What the task requires: Quote, without change, all of the lines that follow.

Material:
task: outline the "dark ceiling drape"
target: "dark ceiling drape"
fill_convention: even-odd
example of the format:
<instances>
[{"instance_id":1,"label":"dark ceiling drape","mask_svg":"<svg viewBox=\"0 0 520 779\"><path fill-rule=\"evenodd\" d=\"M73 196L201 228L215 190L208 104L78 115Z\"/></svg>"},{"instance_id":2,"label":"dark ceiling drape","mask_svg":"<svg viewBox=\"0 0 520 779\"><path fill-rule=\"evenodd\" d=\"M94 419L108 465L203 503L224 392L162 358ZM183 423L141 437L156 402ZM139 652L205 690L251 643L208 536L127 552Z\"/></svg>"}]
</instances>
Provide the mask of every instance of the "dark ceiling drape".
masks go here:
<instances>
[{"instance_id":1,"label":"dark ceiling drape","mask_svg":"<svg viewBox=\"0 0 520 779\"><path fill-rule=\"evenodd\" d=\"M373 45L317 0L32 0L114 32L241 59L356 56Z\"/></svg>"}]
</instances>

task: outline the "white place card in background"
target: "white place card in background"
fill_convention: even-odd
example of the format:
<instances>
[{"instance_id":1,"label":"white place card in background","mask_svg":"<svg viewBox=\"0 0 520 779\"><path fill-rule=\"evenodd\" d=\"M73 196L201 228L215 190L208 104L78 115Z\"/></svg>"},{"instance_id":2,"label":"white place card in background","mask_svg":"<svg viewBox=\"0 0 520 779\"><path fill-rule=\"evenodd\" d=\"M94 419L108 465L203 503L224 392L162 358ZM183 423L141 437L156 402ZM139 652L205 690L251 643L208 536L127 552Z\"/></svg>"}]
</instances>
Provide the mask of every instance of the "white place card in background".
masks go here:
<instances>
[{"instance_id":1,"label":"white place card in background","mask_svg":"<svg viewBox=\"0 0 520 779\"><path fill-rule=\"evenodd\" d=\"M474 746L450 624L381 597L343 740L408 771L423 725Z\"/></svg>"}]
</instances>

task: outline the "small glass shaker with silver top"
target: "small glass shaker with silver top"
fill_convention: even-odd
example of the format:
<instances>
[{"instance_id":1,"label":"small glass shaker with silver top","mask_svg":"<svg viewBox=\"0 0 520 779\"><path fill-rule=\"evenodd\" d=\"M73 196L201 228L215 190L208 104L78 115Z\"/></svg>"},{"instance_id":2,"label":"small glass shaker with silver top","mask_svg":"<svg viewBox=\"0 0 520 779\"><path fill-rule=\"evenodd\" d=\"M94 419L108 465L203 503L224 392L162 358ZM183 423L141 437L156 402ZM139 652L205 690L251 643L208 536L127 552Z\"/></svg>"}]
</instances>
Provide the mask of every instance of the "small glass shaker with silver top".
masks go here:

Result below:
task: outline the "dark ceiling drape"
target: "dark ceiling drape"
fill_convention: even-odd
example of the format:
<instances>
[{"instance_id":1,"label":"dark ceiling drape","mask_svg":"<svg viewBox=\"0 0 520 779\"><path fill-rule=\"evenodd\" d=\"M73 196L201 228L215 190L208 104L78 115Z\"/></svg>"},{"instance_id":2,"label":"dark ceiling drape","mask_svg":"<svg viewBox=\"0 0 520 779\"><path fill-rule=\"evenodd\" d=\"M94 419L108 465L203 503L224 392L162 358ZM183 423L141 437L156 402ZM139 652L205 690L251 643L208 536L127 552Z\"/></svg>"}]
</instances>
Provide the mask of every instance of the "dark ceiling drape".
masks go here:
<instances>
[{"instance_id":1,"label":"dark ceiling drape","mask_svg":"<svg viewBox=\"0 0 520 779\"><path fill-rule=\"evenodd\" d=\"M373 45L317 0L32 0L114 32L241 59L356 56Z\"/></svg>"}]
</instances>

task: outline the "white place card in background"
target: "white place card in background"
fill_convention: even-odd
example of the format:
<instances>
[{"instance_id":1,"label":"white place card in background","mask_svg":"<svg viewBox=\"0 0 520 779\"><path fill-rule=\"evenodd\" d=\"M73 196L201 228L215 190L208 104L78 115Z\"/></svg>"},{"instance_id":2,"label":"white place card in background","mask_svg":"<svg viewBox=\"0 0 520 779\"><path fill-rule=\"evenodd\" d=\"M94 419L108 465L203 503L224 392L162 358ZM183 423L141 437L156 402ZM139 652L205 690L251 643L208 536L127 552Z\"/></svg>"}]
</instances>
Provide the mask of every instance of the "white place card in background".
masks go here:
<instances>
[{"instance_id":1,"label":"white place card in background","mask_svg":"<svg viewBox=\"0 0 520 779\"><path fill-rule=\"evenodd\" d=\"M474 746L450 624L381 597L343 740L408 771L423 725Z\"/></svg>"}]
</instances>

task: outline the "small glass shaker with silver top"
target: "small glass shaker with silver top"
fill_convention: even-odd
example of the format:
<instances>
[{"instance_id":1,"label":"small glass shaker with silver top","mask_svg":"<svg viewBox=\"0 0 520 779\"><path fill-rule=\"evenodd\" d=\"M73 196L201 228L215 190L208 104L78 115Z\"/></svg>"},{"instance_id":2,"label":"small glass shaker with silver top","mask_svg":"<svg viewBox=\"0 0 520 779\"><path fill-rule=\"evenodd\" d=\"M94 419L108 465L203 503L224 392L162 358ZM183 423L141 437L156 402ZM139 652L205 690L251 643L208 536L127 552Z\"/></svg>"}]
</instances>
Provide the mask of every instance of the "small glass shaker with silver top".
masks go here:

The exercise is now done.